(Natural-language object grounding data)
☆ ☆ ☆ ☆ ☆ ☆ ☆
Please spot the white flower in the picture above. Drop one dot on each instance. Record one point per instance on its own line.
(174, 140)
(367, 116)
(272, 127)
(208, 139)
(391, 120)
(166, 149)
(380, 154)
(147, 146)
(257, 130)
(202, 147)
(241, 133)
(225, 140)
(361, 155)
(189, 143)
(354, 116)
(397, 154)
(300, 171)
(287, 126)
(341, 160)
☆ ☆ ☆ ☆ ☆ ☆ ☆
(TASK REQUIREMENTS) The answer is the full set of records, printed exactly as given.

(SOLUTION TO THE EXERCISE)
Please spot the white flower in the picture above. Drop one dot on each instance. Record one point per instance on its own line.
(174, 140)
(367, 116)
(272, 127)
(208, 139)
(391, 120)
(166, 149)
(380, 154)
(147, 146)
(257, 130)
(202, 147)
(241, 133)
(225, 140)
(361, 155)
(189, 143)
(354, 116)
(397, 154)
(300, 171)
(287, 126)
(341, 160)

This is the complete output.